Requirement: Here are some entries. Repeat all of them exactly.

Data for analysis:
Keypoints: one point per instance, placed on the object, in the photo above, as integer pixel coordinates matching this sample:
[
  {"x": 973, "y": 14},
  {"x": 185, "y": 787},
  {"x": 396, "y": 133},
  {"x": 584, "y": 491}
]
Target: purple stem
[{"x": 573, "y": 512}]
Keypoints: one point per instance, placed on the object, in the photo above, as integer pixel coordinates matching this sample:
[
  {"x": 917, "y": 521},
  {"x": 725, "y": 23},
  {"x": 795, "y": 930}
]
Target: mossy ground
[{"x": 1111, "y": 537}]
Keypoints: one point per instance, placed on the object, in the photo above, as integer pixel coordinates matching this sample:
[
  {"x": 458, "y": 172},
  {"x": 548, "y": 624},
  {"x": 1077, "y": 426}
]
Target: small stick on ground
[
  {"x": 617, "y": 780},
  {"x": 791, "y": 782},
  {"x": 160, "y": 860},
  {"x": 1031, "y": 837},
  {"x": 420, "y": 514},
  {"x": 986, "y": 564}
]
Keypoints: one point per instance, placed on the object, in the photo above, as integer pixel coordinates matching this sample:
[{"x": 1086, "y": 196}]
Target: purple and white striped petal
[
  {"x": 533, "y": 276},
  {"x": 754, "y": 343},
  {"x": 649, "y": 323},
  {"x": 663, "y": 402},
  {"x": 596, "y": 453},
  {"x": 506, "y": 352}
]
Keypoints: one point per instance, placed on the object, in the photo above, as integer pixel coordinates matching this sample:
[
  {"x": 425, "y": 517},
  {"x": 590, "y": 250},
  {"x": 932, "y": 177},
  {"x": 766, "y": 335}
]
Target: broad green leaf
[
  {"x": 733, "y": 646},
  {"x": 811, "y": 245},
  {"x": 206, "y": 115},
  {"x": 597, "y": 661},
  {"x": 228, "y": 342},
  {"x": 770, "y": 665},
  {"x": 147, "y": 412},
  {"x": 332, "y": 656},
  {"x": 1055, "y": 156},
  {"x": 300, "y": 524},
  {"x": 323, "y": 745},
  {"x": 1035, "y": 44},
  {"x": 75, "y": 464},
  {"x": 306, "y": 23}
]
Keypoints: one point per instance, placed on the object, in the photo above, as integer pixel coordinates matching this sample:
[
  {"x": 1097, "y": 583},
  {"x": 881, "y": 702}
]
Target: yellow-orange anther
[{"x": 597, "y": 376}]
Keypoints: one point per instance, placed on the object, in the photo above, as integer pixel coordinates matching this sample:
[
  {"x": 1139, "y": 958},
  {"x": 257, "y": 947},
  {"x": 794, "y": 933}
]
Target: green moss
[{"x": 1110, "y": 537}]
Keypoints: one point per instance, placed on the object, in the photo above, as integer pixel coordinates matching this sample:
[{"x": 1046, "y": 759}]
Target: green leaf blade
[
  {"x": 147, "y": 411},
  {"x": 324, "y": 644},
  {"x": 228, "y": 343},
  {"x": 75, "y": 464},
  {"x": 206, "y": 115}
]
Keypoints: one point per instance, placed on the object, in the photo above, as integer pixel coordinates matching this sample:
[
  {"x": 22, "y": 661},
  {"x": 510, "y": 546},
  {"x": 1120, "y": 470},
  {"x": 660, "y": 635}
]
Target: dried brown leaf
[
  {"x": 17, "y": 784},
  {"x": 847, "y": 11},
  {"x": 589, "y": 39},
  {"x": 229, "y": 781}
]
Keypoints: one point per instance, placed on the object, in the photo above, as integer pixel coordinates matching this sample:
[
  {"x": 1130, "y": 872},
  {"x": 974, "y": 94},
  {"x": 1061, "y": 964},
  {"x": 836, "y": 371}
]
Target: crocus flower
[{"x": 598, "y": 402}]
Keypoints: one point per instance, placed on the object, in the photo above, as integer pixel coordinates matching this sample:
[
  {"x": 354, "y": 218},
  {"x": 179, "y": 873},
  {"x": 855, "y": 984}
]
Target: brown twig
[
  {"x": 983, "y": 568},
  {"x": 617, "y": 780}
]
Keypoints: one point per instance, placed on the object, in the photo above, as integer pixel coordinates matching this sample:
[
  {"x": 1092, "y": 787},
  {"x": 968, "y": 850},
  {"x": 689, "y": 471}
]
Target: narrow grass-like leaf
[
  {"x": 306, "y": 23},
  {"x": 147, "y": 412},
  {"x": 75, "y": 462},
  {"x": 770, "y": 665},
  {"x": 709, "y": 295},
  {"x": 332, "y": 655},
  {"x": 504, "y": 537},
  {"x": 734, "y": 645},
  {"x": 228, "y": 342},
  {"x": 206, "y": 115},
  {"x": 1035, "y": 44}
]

Result:
Keypoints: one point per instance, placed on the object, in the photo above, as integer pixel coordinates matching this sample:
[
  {"x": 973, "y": 14},
  {"x": 185, "y": 787},
  {"x": 396, "y": 133},
  {"x": 584, "y": 491}
]
Target: purple stem
[{"x": 573, "y": 512}]
Keypoints: one point per instance, placed on the object, in the photo above, as integer pixel coordinates matching this sample:
[
  {"x": 917, "y": 521},
  {"x": 725, "y": 23},
  {"x": 795, "y": 930}
]
Target: mossy ground
[{"x": 1111, "y": 537}]
Keypoints: one point per instance, placed on the object, in the photo above, as integer pixel coordinates matching this sample:
[
  {"x": 458, "y": 172},
  {"x": 548, "y": 624},
  {"x": 1077, "y": 426}
]
Target: small stick on ground
[
  {"x": 617, "y": 780},
  {"x": 791, "y": 782},
  {"x": 160, "y": 860},
  {"x": 1031, "y": 837},
  {"x": 420, "y": 514},
  {"x": 986, "y": 564}
]
Keypoints: one point per instance, placed on the object, in the photo above, as integer pixel coordinates matching this sample:
[{"x": 1086, "y": 196}]
Target: purple and white striped petal
[
  {"x": 533, "y": 276},
  {"x": 754, "y": 343},
  {"x": 649, "y": 323},
  {"x": 663, "y": 402},
  {"x": 596, "y": 453},
  {"x": 506, "y": 352}
]
Keypoints: one point per instance, placed on the object, in the photo above, as integer pixel coordinates matching this sample:
[
  {"x": 425, "y": 517},
  {"x": 590, "y": 250},
  {"x": 932, "y": 177},
  {"x": 766, "y": 335}
]
Target: broad green leaf
[
  {"x": 733, "y": 646},
  {"x": 811, "y": 245},
  {"x": 206, "y": 115},
  {"x": 597, "y": 661},
  {"x": 228, "y": 342},
  {"x": 770, "y": 665},
  {"x": 147, "y": 412},
  {"x": 332, "y": 656},
  {"x": 1055, "y": 156},
  {"x": 300, "y": 524},
  {"x": 323, "y": 745},
  {"x": 1035, "y": 44},
  {"x": 75, "y": 464},
  {"x": 306, "y": 23}
]
Keypoints: one point per instance, placed on the object, in the photo above, as integer pixel coordinates matching this sample:
[
  {"x": 1097, "y": 583},
  {"x": 881, "y": 702}
]
Target: yellow-orange anther
[{"x": 597, "y": 376}]
Keypoints: one point per instance, placed on the object, in the photo above, as integer pixel coordinates matching this sample:
[
  {"x": 1139, "y": 958},
  {"x": 257, "y": 947},
  {"x": 794, "y": 933}
]
Target: green moss
[{"x": 1110, "y": 537}]
Keypoints: one point per instance, placed on the object, in the photo above, as integer pixel coordinates matching this sample:
[{"x": 1046, "y": 759}]
Target: green leaf blade
[
  {"x": 147, "y": 411},
  {"x": 324, "y": 644},
  {"x": 228, "y": 343},
  {"x": 75, "y": 464},
  {"x": 206, "y": 115}
]
Keypoints: one point per instance, placed on the object, in the photo above, as integer pixel coordinates matching this sample:
[
  {"x": 22, "y": 661},
  {"x": 510, "y": 546},
  {"x": 1120, "y": 470},
  {"x": 660, "y": 635}
]
Target: dried brown leaf
[
  {"x": 17, "y": 784},
  {"x": 847, "y": 11},
  {"x": 589, "y": 39},
  {"x": 229, "y": 781}
]
Keypoints: one point per instance, placed on the object, in the photo above, as integer pixel coordinates matching this sample:
[
  {"x": 1130, "y": 872},
  {"x": 974, "y": 94},
  {"x": 1061, "y": 964},
  {"x": 836, "y": 371}
]
Target: crocus flower
[{"x": 598, "y": 402}]
Keypoints: one point per instance, placed on the object, in the photo above, as integer pixel coordinates matching this sample:
[
  {"x": 354, "y": 218},
  {"x": 179, "y": 873},
  {"x": 855, "y": 984}
]
Target: brown twig
[
  {"x": 983, "y": 568},
  {"x": 617, "y": 780}
]
Keypoints: one point per instance, placed on the object, in the photo above, as integer pixel coordinates matching this sample:
[
  {"x": 1092, "y": 787},
  {"x": 968, "y": 850},
  {"x": 689, "y": 471}
]
Target: narrow grass-like leaf
[
  {"x": 306, "y": 23},
  {"x": 147, "y": 412},
  {"x": 75, "y": 462},
  {"x": 770, "y": 665},
  {"x": 709, "y": 295},
  {"x": 332, "y": 655},
  {"x": 504, "y": 537},
  {"x": 734, "y": 645},
  {"x": 228, "y": 342},
  {"x": 206, "y": 115},
  {"x": 1035, "y": 44}
]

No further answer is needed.